▸ **DESCRIPTION OF THE TASK**:
All records must be quoted exactly. Omit the pictures.

▸ **INPUT ROWS**:
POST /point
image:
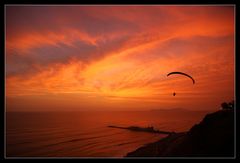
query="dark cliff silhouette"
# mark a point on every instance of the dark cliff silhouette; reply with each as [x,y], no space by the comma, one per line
[212,137]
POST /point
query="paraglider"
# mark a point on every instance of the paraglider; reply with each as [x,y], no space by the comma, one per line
[181,73]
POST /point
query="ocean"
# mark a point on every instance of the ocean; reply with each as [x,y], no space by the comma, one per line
[86,133]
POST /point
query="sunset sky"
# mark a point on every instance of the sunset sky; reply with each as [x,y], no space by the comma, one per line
[118,57]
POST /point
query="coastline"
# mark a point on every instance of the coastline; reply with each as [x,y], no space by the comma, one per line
[212,137]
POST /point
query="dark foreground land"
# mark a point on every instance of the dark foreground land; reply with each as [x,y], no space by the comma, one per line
[212,137]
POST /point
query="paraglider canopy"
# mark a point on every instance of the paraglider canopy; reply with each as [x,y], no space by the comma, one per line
[181,73]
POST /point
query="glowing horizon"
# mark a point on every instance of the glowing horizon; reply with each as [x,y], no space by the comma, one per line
[83,58]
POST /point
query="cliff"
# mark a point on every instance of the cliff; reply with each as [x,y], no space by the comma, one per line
[212,137]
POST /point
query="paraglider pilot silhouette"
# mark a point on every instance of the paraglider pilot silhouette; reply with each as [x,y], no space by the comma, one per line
[181,73]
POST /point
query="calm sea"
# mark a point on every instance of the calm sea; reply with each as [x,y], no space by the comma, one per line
[85,134]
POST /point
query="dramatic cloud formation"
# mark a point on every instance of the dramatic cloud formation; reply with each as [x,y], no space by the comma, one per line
[117,57]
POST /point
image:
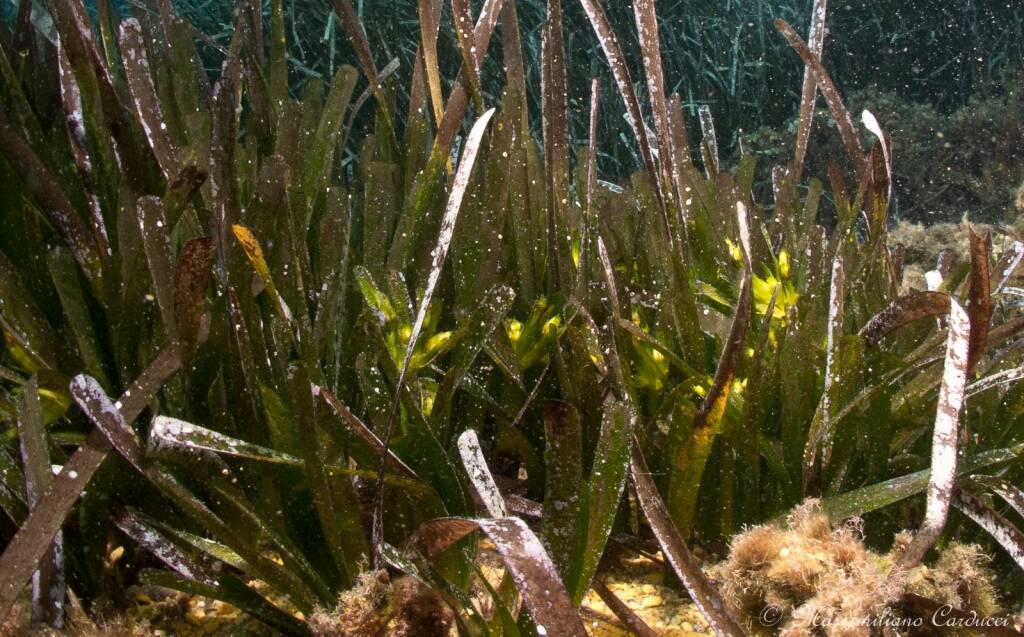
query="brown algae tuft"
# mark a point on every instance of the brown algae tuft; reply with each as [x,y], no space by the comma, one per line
[817,578]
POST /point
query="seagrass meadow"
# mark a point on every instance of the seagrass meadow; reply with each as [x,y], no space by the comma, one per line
[440,375]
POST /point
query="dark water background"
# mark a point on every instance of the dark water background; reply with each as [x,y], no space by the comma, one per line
[943,77]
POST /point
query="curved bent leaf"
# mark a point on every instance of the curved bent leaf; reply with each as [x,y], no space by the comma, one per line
[901,311]
[1013,495]
[707,598]
[534,572]
[980,307]
[1009,537]
[459,187]
[33,539]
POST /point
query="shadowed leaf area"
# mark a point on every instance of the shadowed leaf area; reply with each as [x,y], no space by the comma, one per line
[373,347]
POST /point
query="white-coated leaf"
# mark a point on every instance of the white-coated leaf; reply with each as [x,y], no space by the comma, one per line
[479,474]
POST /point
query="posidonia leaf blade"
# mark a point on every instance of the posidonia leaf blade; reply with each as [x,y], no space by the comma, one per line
[980,306]
[430,12]
[33,538]
[685,479]
[809,92]
[903,310]
[479,474]
[48,586]
[650,45]
[1008,536]
[534,572]
[840,114]
[562,482]
[459,186]
[613,53]
[50,197]
[944,438]
[601,494]
[470,339]
[820,435]
[708,600]
[144,100]
[133,525]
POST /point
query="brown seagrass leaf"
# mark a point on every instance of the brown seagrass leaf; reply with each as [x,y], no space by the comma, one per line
[1014,496]
[23,553]
[650,47]
[146,536]
[459,186]
[626,614]
[1008,264]
[430,13]
[903,310]
[192,274]
[809,92]
[530,566]
[50,198]
[1001,529]
[840,114]
[616,59]
[677,554]
[479,474]
[364,431]
[944,440]
[145,103]
[980,305]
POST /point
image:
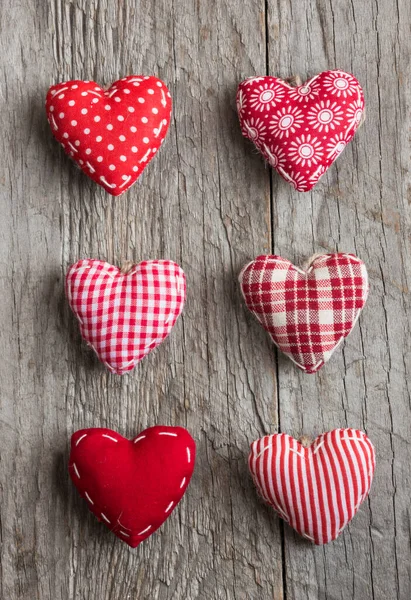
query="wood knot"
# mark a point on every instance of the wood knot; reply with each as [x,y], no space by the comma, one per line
[305,441]
[294,80]
[126,267]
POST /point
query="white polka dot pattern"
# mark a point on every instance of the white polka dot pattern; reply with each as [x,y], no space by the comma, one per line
[111,134]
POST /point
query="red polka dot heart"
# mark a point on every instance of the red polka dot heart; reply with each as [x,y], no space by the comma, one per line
[301,130]
[111,134]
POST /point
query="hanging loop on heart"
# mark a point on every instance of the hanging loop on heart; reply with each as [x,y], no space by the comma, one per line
[127,267]
[305,441]
[294,80]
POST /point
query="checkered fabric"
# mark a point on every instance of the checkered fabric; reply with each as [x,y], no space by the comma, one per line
[125,316]
[112,134]
[301,130]
[317,489]
[307,313]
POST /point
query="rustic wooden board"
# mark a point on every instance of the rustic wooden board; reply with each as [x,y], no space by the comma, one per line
[208,202]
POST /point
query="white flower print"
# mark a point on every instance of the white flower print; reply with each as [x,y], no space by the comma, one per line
[250,80]
[325,115]
[286,121]
[265,96]
[274,155]
[306,150]
[355,112]
[297,180]
[340,84]
[317,174]
[255,130]
[336,145]
[307,91]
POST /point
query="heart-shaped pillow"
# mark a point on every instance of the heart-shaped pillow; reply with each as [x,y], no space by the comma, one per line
[132,486]
[306,312]
[124,314]
[301,130]
[317,489]
[111,134]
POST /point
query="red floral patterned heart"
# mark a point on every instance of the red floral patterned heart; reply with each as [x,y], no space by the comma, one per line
[306,312]
[316,489]
[125,314]
[301,130]
[111,134]
[132,486]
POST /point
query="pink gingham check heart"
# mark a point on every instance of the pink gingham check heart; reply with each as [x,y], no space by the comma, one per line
[125,315]
[306,312]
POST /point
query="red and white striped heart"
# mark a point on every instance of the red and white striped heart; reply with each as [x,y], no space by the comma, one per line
[306,312]
[301,130]
[317,489]
[111,134]
[132,486]
[125,313]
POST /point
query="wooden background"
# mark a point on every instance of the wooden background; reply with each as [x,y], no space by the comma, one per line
[208,202]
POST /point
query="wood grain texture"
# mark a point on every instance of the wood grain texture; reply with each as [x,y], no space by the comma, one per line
[208,202]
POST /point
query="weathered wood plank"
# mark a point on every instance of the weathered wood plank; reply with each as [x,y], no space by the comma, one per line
[204,202]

▸ **TASK RESPONSE**:
POST /point
image:
query="dark cliff silhouette"
# mark a point on every instance of the dark cliff silhouette; reply with each as [x,y], no space by the comma, one per line
[212,137]
POST /point
query="paraglider"
# mark a point on every instance of the paraglider; reply with each as [x,y], no space by the comma, one per line
[181,73]
POST /point
query="ocean"
# mark a point on every instance of the ocean; reply with each as [x,y], no space by the comma, one per line
[86,133]
POST /point
query="sunset sky"
# mark a point on every instance of the sunset sky; reply with each as [x,y], no space by the comma, one per line
[118,57]
POST /point
query="coastline"
# mark a point on every instance of the coastline; reply with each as [x,y], no space by the comma, one per line
[212,137]
POST /point
query="dark foreground land"
# mark a point on every instance of the dark foreground land; reply with each as [x,y], no space by the comma, one per line
[212,137]
POST /point
query="paraglider canopy"
# mark a point on every instance of the paraglider canopy; reply with each as [x,y], no space by the comma, one per line
[181,73]
POST /point
query="glowing horizon"
# mark a point on every instance of the glowing horizon; reply with each as [x,y], no space by the comma, one per line
[83,58]
POST /point
query="cliff"
# mark a point on every instance of the cliff; reply with each as [x,y], no space by the comma, one per line
[212,137]
POST /point
query="paraglider pilot silhouette"
# mark a point on every instance of the paraglider pilot silhouette; reply with each as [x,y], no space by the comma, one per line
[181,73]
POST /point
query="calm sea"
# mark a point on every instance of the calm sea; reply with each as [x,y], no space by the comma, one per line
[85,134]
POST /point
query="dramatic cloud formation"
# mark a point on every instance of the dramatic cloud formation; reply with each as [x,y], no space by the comma, one per line
[117,57]
POST /point
image:
query="brown algae tuft"
# mark a point on every instance of the brown algae tuft; reply with each as [x,y], no space by the comma, one per line
[817,578]
POST /point
query="seagrass meadow"
# mark a point on every instance of the seagrass meadow; reply with each as [x,y], no space by the comma, one per line
[440,375]
POST /point
query="dark water background"
# mark a point on every instance of the dark water background; reply with each as [x,y], no space by the comma, one per line
[943,77]
POST /point
query="curved bent leaf"
# mark a point on every instance of the curved bent leaf; reply with each as [x,y], no space by the comma, one per line
[901,311]
[1013,495]
[707,598]
[534,572]
[980,307]
[1009,537]
[459,187]
[33,539]
POST /point
query="shadowed leaf area"
# mark a point on every instance of the shadowed leaf area; reply with each as [x,y], no space by the comma, one per line
[373,347]
POST /point
query="white-coated leaf"
# mark a point on every instance of the white-coated leaf; reply with each as [x,y], no space by the comma, one per line
[479,474]
POST /point
query="posidonia leaf blade"
# mark a point on every instance of the posidonia leaf blade; reply with each as [x,y], no space by the comma, one per line
[980,306]
[430,12]
[33,538]
[685,479]
[809,92]
[903,310]
[479,474]
[48,586]
[650,45]
[1008,536]
[534,572]
[840,114]
[562,482]
[459,186]
[613,53]
[50,197]
[944,438]
[601,494]
[470,339]
[820,435]
[708,600]
[144,100]
[133,525]
POST /point
query="brown seagrass leaf"
# mark a point on every instance of the brown seagrass leaf; reply with each as [x,y], no space by the comma, one per line
[1014,496]
[23,553]
[650,47]
[146,536]
[459,186]
[626,614]
[1008,264]
[430,13]
[903,310]
[192,274]
[809,92]
[530,566]
[50,198]
[1001,529]
[840,114]
[616,59]
[677,554]
[479,474]
[364,431]
[944,440]
[145,103]
[980,305]
POST /point
image:
query="wood knot"
# mark a point on every instance of the wood knot; reply with each as [x,y], no space by the comma, one per line
[305,441]
[294,80]
[126,267]
POST /point
query="white polka dot pattern"
# mark a point on every instance of the white polka dot pattern; reply with each as [x,y], no space by the comma, one per line
[111,134]
POST /point
query="red polka dot heart"
# mark a point on every instance of the red polka dot heart; reply with each as [x,y], no space by the comma, one per line
[301,130]
[111,134]
POST /point
query="hanging loop on heart"
# mark a point on every instance of the hanging loop on heart; reply with each as [x,y], no space by the comma, one per line
[127,267]
[305,441]
[294,80]
POST /point
query="checkered fabric"
# mark a point on every instance of the checkered fabric; reply with each as [x,y], no space by the comma, one per line
[125,316]
[112,134]
[301,130]
[317,489]
[307,313]
POST /point
query="rustic wooden board"
# mark a point on every instance of the rustic wooden board; reply with each as [x,y], no space by the comma, one per line
[208,202]
POST /point
query="white flower print"
# mark a point on every instance of the white flower print; reply with each as [x,y], no space by the comma, one per line
[250,80]
[325,115]
[286,121]
[265,96]
[274,155]
[306,150]
[355,112]
[297,180]
[340,84]
[317,174]
[255,130]
[336,145]
[307,91]
POST /point
query="heart-shaped pillow"
# mark a point on every instance of the heart-shaped pillow; reply with each as [x,y], no space by the comma, one per line
[132,486]
[306,312]
[124,314]
[301,130]
[317,489]
[111,134]
POST /point
query="red floral patterned heart"
# mark a point on every instance of the red floral patterned heart; reply with each as [x,y], no space by the comma, one per line
[306,312]
[316,489]
[125,314]
[301,130]
[111,134]
[132,486]
POST /point
query="pink gingham check heart"
# mark a point on every instance of the pink gingham check heart; reply with each as [x,y], no space by the comma, one per line
[125,315]
[306,312]
POST /point
query="red and white striped heart"
# mark a point on every instance of the red and white striped heart; reply with each as [x,y], no space by the comma, one per line
[306,312]
[301,130]
[317,489]
[111,134]
[132,486]
[125,313]
POST /point
query="wooden background"
# mark a point on every instance of the wooden background; reply with each as [x,y], no space by the comma, one per line
[208,202]
POST /point
query="wood grain texture"
# mark a point on every instance of the wood grain texture; reply with each as [x,y], no space by the comma, one per line
[208,202]
POST /point
query="weathered wood plank"
# mark a point on every instance of the weathered wood plank; reply with each as [x,y], no space by the comma, one per line
[204,202]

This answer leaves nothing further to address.